*YOUR OBJECTIVE*: Set out every line of the items below as a Markdown table with two columns, Row for the row number and Text for the line, and skip blank lines. Leave the pictures out.

*RECORD SET*:
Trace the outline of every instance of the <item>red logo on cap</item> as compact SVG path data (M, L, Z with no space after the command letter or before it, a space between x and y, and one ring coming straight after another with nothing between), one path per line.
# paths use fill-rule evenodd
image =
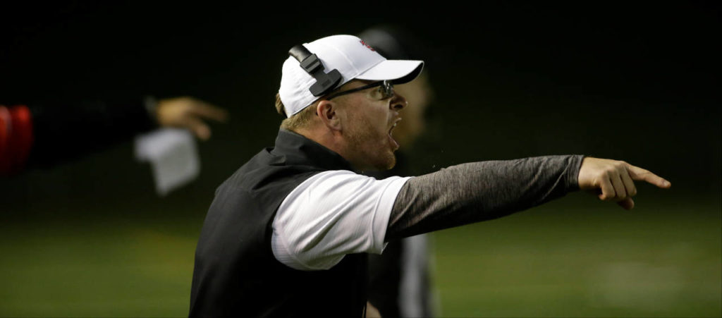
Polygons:
M371 50L371 51L373 51L374 52L376 51L376 50L374 50L373 48L371 47L371 46L370 46L368 44L366 44L366 43L364 42L363 40L361 40L361 44L363 45L364 46L368 48L369 50Z

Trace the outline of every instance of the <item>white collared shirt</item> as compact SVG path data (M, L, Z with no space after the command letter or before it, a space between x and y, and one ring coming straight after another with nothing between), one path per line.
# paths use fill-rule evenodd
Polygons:
M328 270L347 254L381 254L391 208L410 177L382 180L346 170L318 173L284 199L271 249L285 265Z

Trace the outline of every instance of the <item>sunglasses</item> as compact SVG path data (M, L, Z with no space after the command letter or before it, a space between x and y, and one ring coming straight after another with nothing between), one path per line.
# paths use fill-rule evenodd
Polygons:
M356 87L352 90L343 90L341 92L334 93L333 94L329 95L329 97L327 97L326 99L327 100L331 100L331 98L334 98L346 94L350 94L352 93L356 93L360 90L375 87L377 86L378 87L378 93L381 94L381 98L380 98L381 100L391 98L395 95L395 94L393 93L393 85L391 84L391 81L384 80L384 81L373 82L367 85L364 85L360 87Z

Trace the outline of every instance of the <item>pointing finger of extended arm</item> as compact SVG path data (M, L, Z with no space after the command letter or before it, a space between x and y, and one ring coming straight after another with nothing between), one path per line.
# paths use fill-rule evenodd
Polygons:
M628 165L627 167L627 171L630 173L630 176L632 177L632 180L644 181L650 184L654 184L660 188L667 189L671 186L671 184L669 181L665 180L664 178L652 173L648 170L643 169L639 167L636 167L632 165Z

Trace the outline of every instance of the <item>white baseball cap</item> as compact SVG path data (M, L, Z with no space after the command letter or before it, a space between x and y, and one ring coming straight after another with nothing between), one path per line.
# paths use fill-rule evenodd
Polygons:
M331 35L303 43L303 46L318 57L326 73L333 69L341 73L341 82L336 87L354 79L403 84L415 79L424 67L423 61L387 60L353 35ZM310 90L316 82L296 59L290 56L286 59L278 93L287 116L293 116L318 99Z

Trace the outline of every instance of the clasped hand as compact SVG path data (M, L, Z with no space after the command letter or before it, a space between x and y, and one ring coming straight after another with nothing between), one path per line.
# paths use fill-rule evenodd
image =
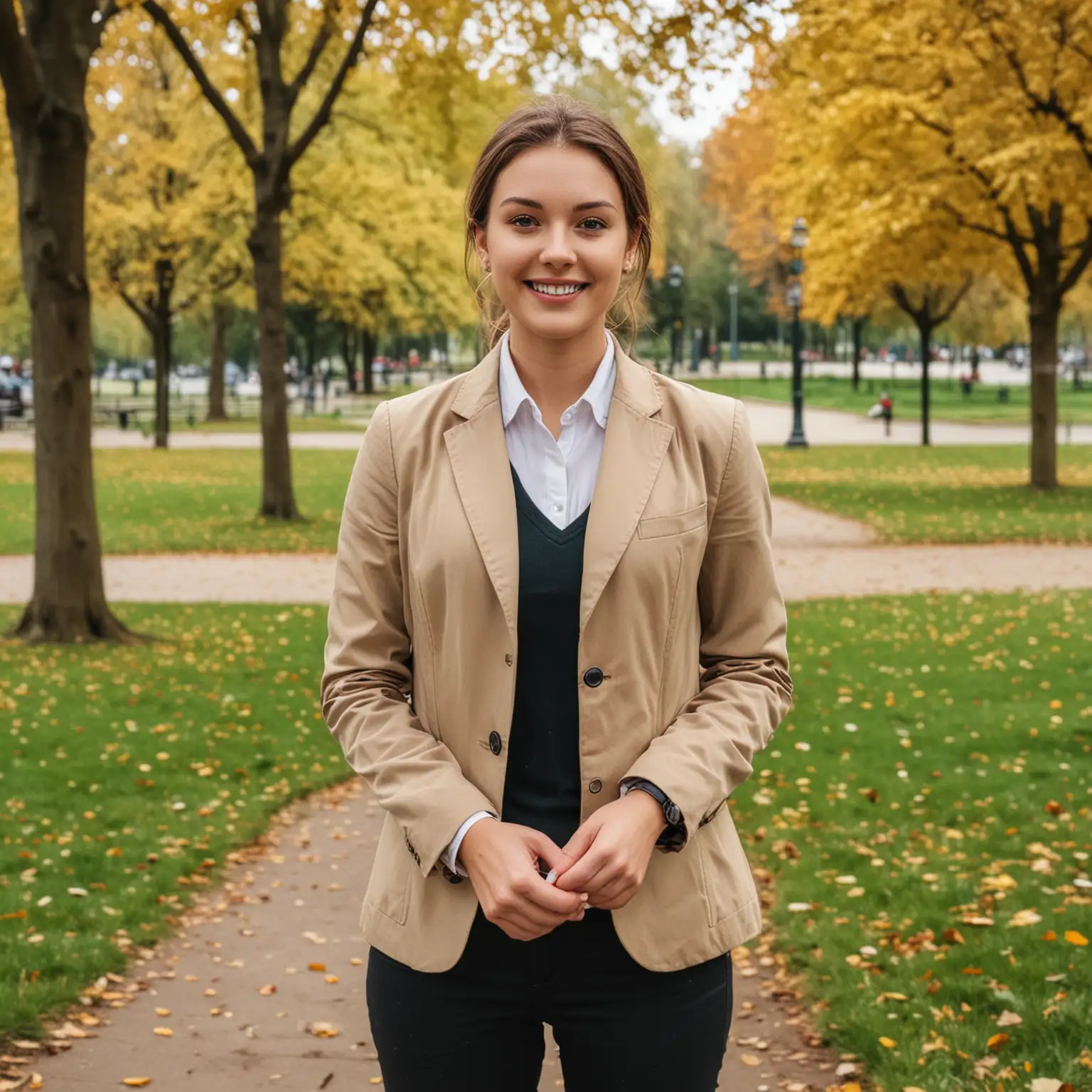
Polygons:
M605 804L563 848L531 827L483 820L463 839L459 858L486 918L514 940L545 936L585 906L625 906L644 880L664 828L660 805L642 792ZM554 874L538 873L542 858Z

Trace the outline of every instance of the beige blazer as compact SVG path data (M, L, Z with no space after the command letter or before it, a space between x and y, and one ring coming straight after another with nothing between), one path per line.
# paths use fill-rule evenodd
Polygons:
M615 347L572 680L582 819L627 775L681 808L687 844L654 851L640 891L612 911L629 953L670 971L760 928L724 802L790 707L785 608L741 405ZM519 543L498 361L494 349L379 406L337 542L322 711L387 811L361 928L422 971L458 961L477 906L473 885L438 858L473 811L500 814L505 792ZM604 673L594 688L582 678L591 666Z

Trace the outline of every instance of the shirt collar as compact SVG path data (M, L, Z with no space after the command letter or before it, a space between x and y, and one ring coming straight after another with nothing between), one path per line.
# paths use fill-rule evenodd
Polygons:
M577 402L578 405L580 402L587 403L600 428L607 427L607 414L610 412L610 400L614 397L615 370L614 340L607 335L607 346L603 359L600 360L600 366L595 369L595 375L587 384L587 390ZM500 412L505 428L508 428L509 423L524 402L530 402L532 406L535 405L535 402L527 393L519 372L515 370L512 353L508 347L507 330L500 340L499 383Z

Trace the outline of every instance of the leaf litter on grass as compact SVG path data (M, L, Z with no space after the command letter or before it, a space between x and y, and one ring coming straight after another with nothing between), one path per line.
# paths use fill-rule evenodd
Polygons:
M791 966L885 1089L1090 1084L1090 613L792 608L795 707L733 807Z
M348 774L318 705L322 609L119 613L166 640L0 642L0 1036L109 993L233 847Z

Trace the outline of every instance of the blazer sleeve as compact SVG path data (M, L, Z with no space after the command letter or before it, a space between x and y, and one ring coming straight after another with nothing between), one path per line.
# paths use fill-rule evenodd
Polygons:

*EXERCISE ANSWER*:
| Row | Text |
|---|---|
| 1 | Trace the outline of every instance of the <item>red logo on cap</item> as compact SVG path data (M, L, Z with no space after the command letter or before it, a space between x and y, and one ring coming straight after another with nothing between), one path per line. |
| 2 | # paths use fill-rule evenodd |
| 3 | image = |
| 4 | Polygons: |
| 5 | M371 50L371 51L373 51L374 52L376 51L376 50L374 50L373 48L371 47L371 46L370 46L368 44L366 44L366 43L364 42L363 40L361 40L361 44L363 45L364 46L368 48L369 50Z |
| 6 | Trace the outline of every instance of the <item>white collared shirt</item> as compact SVG path data (M, L, Z with no space after the command letter or before it, a space between x and y, and one ring coming straight after another with nothing between), one path per line. |
| 7 | # paths use fill-rule evenodd |
| 8 | Polygons: |
| 9 | M328 270L347 254L381 254L391 208L410 177L382 180L346 170L318 173L284 199L271 249L285 265Z |
| 10 | Trace the outline of every instance of the <item>sunglasses</item> as compact SVG path data (M, L, Z with no space after the command letter or before it, a space between x and y, and one ring coming straight after another with nothing between), one path per line. |
| 11 | # paths use fill-rule evenodd |
| 12 | Polygons: |
| 13 | M356 87L352 90L343 90L341 92L334 93L333 94L329 95L329 97L327 97L326 99L327 100L331 100L331 98L334 98L346 94L350 94L352 93L356 93L360 90L375 87L377 86L378 87L378 93L381 94L381 98L380 98L381 100L391 98L395 95L395 94L393 93L393 85L391 84L391 81L384 80L384 81L373 82L367 85L364 85L360 87Z |
| 14 | Trace the outline of every instance of the <item>pointing finger of extended arm</item> as compact SVG path data (M, L, Z with no space after the command letter or before it, a space between x and y, and one ring coming straight after another with nothing between), one path per line. |
| 15 | # paths use fill-rule evenodd |
| 16 | Polygons: |
| 17 | M628 165L627 167L627 171L630 173L630 176L632 177L632 180L644 181L650 184L654 184L660 188L667 189L671 186L671 184L669 181L665 180L664 178L652 173L648 170L643 169L639 167L636 167L632 165Z |
| 18 | Trace the outline of every instance of the <item>white baseball cap</item> as compact SVG path data (M, L, Z with no space after the command letter or before it, a space between x and y, and one ring coming straight after another with nothing between), one path per line. |
| 19 | # paths use fill-rule evenodd |
| 20 | Polygons: |
| 21 | M331 35L303 43L303 46L318 57L326 73L333 69L341 73L341 82L336 87L354 79L403 84L415 79L424 67L423 61L387 60L353 35ZM310 90L316 82L296 59L290 56L286 59L278 93L287 116L293 116L318 99Z |
| 22 | Trace the outline of every instance of the clasped hand as compact SVG path data (M, L, Z with no space after the command letter or before it, a space between x and y, and one ring coming straight after another with nothing between), one path per line. |
| 23 | # paths use fill-rule evenodd |
| 24 | image = |
| 25 | Polygons: |
| 26 | M605 804L563 848L531 827L483 820L463 839L459 858L486 918L514 940L545 936L585 906L625 906L644 880L664 828L660 805L642 792ZM554 874L538 873L542 858Z |
| 27 | Trace the outline of every instance of the beige blazer as compact SVG path data (M, L, Z with no space after the command letter or before it, a space between x and y, and one ring coming straight after another with nothing between), one path per line. |
| 28 | # paths use fill-rule evenodd |
| 29 | Polygons: |
| 30 | M615 347L572 680L582 819L627 775L681 808L687 844L654 851L640 891L612 911L629 953L670 971L760 928L724 802L790 707L785 608L741 405ZM519 543L498 361L494 349L379 406L337 542L322 711L387 811L361 928L422 971L458 961L477 906L473 885L438 858L473 811L500 814L505 792ZM604 673L594 688L582 678L591 666Z |
| 31 | Trace the outline of every instance of the shirt collar as compact SVG path data (M, L, Z with no space after the command letter or before it, a space between x and y, and one ring coming straight after another with nothing between), one path per line. |
| 32 | # paths use fill-rule evenodd |
| 33 | Polygons: |
| 34 | M577 402L578 405L580 402L587 403L600 428L607 427L607 414L610 412L610 400L614 397L615 370L614 340L607 335L607 346L603 359L600 360L600 366L595 369L595 375L587 384L587 390ZM500 412L505 428L508 428L509 423L524 402L530 402L532 406L535 405L535 402L527 393L519 372L515 370L512 353L508 347L507 330L500 340L499 383Z |
| 35 | Trace the outline of every instance of the leaf litter on grass as compact SVG path data (M, L, Z with no space after the command letter or before it, a space between x and y, and one ring coming straight after another with nothing between), one path per line. |
| 36 | # paths use fill-rule evenodd |
| 37 | Polygons: |
| 38 | M791 966L885 1089L1090 1084L1090 613L792 608L795 707L733 807Z |
| 39 | M348 774L318 705L322 609L119 613L166 640L0 642L0 1036L109 993L233 847Z |
| 40 | Trace the outline of every instance of the blazer sleeve as compact SVG path data (M, L, Z with no space after the command letter or before it, a space between x and y, and one ring coming straight after another with nothing between), one path per line. |
| 41 | # paths use fill-rule evenodd |
| 42 | Polygons: |